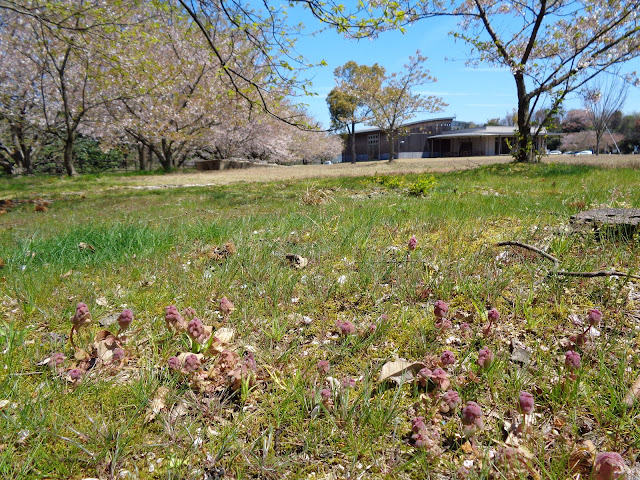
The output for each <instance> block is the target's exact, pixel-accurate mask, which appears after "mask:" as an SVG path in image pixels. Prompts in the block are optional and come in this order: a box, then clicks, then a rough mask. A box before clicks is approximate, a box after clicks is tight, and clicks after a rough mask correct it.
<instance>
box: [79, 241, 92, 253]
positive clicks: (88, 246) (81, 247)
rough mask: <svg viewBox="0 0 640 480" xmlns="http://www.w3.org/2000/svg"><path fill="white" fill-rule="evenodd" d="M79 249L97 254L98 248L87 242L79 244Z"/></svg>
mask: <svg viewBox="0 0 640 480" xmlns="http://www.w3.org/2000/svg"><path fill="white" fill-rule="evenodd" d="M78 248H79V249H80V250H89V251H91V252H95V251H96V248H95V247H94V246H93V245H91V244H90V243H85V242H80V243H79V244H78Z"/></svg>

--

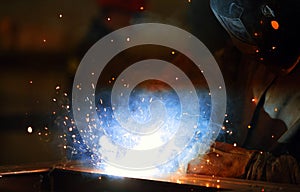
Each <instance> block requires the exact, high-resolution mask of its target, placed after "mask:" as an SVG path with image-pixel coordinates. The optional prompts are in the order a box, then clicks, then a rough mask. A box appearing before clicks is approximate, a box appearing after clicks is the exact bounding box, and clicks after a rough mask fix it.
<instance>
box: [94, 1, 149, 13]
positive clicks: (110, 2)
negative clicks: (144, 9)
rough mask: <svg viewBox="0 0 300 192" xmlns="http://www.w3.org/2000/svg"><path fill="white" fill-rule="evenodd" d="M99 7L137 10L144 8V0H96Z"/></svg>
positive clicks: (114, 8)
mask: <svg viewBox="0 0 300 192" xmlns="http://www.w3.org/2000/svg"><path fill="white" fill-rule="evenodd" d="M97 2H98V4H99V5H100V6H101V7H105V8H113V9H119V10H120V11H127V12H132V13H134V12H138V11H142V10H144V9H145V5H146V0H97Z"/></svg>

> _Task to carry out_:
The reply should be nothing but the number of lines in the entries that include "image".

> _Output of the exercise_:
2